■ EXERCICES À FAIRE ■
A – Répondez aux questions suivantes à partir de l'extrait fourni.
(i) Quelle actrice interprète Katie ?
(ii) Jusqu'où David décide-t-il d'accompagner son père ?
(iii) De quelle petite ville Woody et Katie sont-ils originaires ?
B – Filtrez les lignes fournies en recopiant chacune de celles qui contiennent le mot "white".

■ EXTRAIT FOURNI ■
☆ ☆ ☆ ☆
Sa femme Katie (June Squibb) et ses deux fils, David (Will Forte) et Ross (Bob Odenkirk) essaient bien de le ramener à la raison, mais le vieillard est têtu comme une mule. Il veut toucher ce million pour s’acheter une nouvelle fourgonnette – même si son permis lui a été retiré – et un nouveau compresseur – objet dont il n’a pas vraiment besoin, mais qui remplacera celui que son ancien associé lui a “emprunté”, quarante ans auparavant.
Face à l’obstination de son père, David décide de l’accompagner jusqu’au Nebraska pour qu’il aille au bout de sa démarche absurde.
Cela donne un sympathique “road-movie”, drôle et sensible, qui prend le temps de s’attacher à ses personnages, principaux comme secondaires. On met volontairement des guillemets à “road-movie”, car le trajet en lui-même est assez court et que l’action se concentre plus sur la halte à Hawthorne, la petite ville dont sont originaires Woody et Katie.
☆ ☆ ☆ ☆
■ LIGNES FOURNIES ■

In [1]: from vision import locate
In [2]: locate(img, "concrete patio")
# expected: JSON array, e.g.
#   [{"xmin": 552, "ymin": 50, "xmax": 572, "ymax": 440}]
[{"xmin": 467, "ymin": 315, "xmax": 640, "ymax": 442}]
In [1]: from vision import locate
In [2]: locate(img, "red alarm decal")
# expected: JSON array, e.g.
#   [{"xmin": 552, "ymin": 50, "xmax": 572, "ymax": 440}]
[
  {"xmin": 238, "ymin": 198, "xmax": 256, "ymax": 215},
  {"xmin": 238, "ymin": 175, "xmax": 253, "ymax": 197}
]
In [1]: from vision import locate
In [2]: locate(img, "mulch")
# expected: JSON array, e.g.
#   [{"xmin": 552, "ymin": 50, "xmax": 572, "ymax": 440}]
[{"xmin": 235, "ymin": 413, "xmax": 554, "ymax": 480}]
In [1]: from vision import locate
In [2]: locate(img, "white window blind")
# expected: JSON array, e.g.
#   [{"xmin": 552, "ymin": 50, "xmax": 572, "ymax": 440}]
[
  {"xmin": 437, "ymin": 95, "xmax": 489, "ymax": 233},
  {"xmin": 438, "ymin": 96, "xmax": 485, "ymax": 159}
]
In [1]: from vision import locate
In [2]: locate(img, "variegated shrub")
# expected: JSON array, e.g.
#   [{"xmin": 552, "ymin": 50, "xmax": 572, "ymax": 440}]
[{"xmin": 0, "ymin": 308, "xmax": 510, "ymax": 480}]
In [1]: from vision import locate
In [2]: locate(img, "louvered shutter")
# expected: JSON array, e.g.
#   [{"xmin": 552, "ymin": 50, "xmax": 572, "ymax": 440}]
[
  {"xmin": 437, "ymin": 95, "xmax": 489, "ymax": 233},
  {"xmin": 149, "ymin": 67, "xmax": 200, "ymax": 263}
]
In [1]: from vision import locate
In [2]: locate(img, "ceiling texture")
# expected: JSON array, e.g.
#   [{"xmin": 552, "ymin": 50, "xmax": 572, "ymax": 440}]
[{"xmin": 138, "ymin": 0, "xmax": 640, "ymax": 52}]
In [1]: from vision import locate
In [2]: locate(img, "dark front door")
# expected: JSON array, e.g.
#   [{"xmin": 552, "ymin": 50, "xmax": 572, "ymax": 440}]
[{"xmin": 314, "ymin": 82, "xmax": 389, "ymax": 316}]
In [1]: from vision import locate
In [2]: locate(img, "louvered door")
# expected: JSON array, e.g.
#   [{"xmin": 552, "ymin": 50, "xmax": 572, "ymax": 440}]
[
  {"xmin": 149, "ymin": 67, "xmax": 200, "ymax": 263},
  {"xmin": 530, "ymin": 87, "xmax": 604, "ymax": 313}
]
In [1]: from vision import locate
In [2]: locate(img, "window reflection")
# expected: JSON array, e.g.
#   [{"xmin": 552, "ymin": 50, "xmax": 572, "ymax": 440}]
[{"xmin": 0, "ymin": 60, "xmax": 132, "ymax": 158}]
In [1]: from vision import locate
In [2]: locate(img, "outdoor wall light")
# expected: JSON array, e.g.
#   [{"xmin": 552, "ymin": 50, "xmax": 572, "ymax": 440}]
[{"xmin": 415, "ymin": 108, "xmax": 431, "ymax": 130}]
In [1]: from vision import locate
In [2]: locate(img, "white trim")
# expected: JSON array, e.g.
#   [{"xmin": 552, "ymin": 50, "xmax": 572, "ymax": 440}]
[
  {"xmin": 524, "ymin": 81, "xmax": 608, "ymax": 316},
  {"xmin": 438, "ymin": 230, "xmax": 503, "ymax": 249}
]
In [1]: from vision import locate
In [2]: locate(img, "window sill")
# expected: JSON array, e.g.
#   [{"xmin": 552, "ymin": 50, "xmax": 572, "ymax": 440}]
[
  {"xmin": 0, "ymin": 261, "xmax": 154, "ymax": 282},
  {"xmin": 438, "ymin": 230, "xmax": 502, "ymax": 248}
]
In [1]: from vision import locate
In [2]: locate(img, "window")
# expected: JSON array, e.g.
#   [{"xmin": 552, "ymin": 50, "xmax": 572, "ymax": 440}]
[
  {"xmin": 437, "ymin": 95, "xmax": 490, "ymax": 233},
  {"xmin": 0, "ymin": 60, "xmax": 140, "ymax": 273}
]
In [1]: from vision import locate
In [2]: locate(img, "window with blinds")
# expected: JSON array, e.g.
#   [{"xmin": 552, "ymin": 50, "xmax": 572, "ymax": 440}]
☆ ☆ ☆ ☆
■ CORRIGÉ DES EXERCICES ■
A –
(i) June Squibb
(ii) Jusqu'au Nebraska
(iii) Hawthorne

B –
In [2]: locate(img, "white window blind")
In [2]: locate(img, "white trim")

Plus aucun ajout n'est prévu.